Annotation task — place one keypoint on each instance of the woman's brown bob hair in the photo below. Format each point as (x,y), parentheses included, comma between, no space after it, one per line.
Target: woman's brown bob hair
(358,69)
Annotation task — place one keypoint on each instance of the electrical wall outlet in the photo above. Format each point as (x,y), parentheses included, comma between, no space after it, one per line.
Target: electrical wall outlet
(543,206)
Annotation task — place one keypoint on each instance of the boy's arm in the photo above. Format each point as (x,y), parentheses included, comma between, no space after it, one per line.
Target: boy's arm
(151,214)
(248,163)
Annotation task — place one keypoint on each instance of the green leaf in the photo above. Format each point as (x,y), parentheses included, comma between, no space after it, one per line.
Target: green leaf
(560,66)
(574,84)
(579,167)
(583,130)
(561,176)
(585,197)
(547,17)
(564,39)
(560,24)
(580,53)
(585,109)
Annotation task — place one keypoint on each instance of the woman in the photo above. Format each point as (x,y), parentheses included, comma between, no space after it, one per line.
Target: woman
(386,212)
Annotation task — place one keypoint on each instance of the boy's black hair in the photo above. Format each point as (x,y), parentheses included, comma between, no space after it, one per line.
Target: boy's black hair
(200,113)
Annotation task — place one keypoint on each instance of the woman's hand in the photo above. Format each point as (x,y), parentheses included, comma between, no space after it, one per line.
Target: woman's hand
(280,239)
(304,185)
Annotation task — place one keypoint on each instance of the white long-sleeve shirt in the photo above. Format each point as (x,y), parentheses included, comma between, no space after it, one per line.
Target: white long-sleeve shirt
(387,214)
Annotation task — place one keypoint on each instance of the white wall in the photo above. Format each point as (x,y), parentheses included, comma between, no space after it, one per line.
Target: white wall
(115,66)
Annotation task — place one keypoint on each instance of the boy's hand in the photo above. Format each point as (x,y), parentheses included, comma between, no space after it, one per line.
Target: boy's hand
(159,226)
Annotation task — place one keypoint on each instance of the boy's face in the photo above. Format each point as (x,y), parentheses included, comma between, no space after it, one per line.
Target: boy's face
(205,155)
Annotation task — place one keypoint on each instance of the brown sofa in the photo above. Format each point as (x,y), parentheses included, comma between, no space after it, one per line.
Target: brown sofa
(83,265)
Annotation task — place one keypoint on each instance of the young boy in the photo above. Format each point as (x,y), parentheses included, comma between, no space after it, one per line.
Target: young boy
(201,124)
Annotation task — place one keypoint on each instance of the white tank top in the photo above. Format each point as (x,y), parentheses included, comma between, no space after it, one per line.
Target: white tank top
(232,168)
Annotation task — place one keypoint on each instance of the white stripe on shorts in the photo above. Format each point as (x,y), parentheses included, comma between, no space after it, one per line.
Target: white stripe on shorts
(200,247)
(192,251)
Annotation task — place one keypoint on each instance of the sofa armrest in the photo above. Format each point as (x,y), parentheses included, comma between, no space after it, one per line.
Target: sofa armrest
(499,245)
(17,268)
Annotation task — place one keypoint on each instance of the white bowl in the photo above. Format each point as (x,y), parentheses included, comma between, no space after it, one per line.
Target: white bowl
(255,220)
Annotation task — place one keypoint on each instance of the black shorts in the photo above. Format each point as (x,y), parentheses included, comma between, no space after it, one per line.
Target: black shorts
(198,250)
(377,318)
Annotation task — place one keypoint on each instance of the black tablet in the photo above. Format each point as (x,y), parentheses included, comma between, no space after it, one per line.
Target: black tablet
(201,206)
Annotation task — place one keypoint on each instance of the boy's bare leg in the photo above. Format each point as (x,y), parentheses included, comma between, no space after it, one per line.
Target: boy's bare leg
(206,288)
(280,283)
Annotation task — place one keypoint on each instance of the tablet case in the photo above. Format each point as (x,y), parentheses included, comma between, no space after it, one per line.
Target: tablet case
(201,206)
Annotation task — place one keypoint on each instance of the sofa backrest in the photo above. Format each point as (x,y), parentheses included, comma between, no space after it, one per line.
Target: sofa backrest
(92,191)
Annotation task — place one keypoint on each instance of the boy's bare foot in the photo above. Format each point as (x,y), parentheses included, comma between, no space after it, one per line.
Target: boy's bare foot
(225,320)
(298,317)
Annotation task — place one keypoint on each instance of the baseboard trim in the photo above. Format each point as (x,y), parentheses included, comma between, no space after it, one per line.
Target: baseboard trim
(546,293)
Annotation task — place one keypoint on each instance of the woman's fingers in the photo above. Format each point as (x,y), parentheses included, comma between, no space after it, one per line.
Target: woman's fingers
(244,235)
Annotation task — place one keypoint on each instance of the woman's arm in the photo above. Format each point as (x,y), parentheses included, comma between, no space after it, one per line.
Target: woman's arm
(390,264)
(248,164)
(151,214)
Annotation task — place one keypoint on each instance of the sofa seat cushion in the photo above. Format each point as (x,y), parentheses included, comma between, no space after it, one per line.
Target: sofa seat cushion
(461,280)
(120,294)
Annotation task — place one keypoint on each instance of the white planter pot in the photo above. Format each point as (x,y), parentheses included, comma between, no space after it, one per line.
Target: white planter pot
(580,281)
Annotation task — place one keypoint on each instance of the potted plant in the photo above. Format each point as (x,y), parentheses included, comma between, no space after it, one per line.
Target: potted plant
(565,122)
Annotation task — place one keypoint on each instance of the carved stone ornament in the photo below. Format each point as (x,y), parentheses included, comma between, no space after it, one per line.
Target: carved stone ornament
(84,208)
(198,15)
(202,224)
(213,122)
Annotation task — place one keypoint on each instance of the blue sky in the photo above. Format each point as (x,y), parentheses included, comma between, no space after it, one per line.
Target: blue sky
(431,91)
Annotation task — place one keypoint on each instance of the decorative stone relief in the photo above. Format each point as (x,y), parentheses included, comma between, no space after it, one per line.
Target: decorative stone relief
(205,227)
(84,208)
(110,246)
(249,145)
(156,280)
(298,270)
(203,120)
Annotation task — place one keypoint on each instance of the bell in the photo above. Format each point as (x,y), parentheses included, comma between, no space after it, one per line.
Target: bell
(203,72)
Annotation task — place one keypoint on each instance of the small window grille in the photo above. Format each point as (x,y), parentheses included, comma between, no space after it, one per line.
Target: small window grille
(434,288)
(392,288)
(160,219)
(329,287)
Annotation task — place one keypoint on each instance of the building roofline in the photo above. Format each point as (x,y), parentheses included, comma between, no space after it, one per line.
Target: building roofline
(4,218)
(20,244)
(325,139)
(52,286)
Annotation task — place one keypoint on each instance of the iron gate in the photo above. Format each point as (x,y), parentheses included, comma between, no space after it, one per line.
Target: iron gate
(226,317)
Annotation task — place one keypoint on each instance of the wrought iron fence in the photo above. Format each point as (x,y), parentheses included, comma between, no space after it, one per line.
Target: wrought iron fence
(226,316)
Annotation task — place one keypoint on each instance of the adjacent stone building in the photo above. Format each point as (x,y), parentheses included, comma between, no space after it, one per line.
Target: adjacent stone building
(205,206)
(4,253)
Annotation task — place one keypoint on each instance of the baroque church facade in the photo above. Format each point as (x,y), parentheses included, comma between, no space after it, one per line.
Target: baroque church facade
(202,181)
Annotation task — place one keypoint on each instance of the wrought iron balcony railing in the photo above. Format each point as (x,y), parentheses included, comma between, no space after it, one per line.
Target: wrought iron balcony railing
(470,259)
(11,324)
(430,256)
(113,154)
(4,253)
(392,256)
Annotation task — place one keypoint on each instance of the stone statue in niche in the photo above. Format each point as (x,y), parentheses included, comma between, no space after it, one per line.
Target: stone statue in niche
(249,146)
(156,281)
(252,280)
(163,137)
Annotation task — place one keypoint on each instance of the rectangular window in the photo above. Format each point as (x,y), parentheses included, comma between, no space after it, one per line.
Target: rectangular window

**To do**
Copy out the lines from the line containing "iron fence in" to the end of the listing above, without alteration.

**Task result**
Annotation task — place one keypoint on each instance of the wrought iron fence in the photo above. Format each point as (x,y), parentheses included, comma between, no space after it, one per line.
Target: wrought iron fence
(226,316)
Annotation task — place one keypoint on each instance of the adjacent stone building in the photo above. Format each point as (x,y), parentheses included, comma between, no space after it, one per line.
Target: adjacent stone building
(205,206)
(4,253)
Annotation task — place one keypoint on each instance of the baroque church facade in the photo above. Format each point as (x,y), parentheses included, comma between, no space after it, one per line.
Target: baroque church facade
(202,181)
Annotation task — place one keypoint on each instance of the wrought iron balcony railing in the photo above. Format each point as (x,y), parentheses included, comma between, no space after it, one per line.
Target: wrought iron balcony railing
(470,259)
(11,324)
(430,256)
(113,154)
(4,253)
(392,256)
Annotation task — place one keypoint on each instance of the stone statue in niche in the photo above. Format each point as (x,y), parentheses included, comma between, no space after it, one per line.
Target: stone statue in niche
(249,146)
(156,281)
(252,280)
(163,137)
Annotation task — place one keypoint on each instance of the rectangular window in the photo above. Format each point as (x,y), parentheses included, comma between, no space after it, one per line.
Target: rectangular window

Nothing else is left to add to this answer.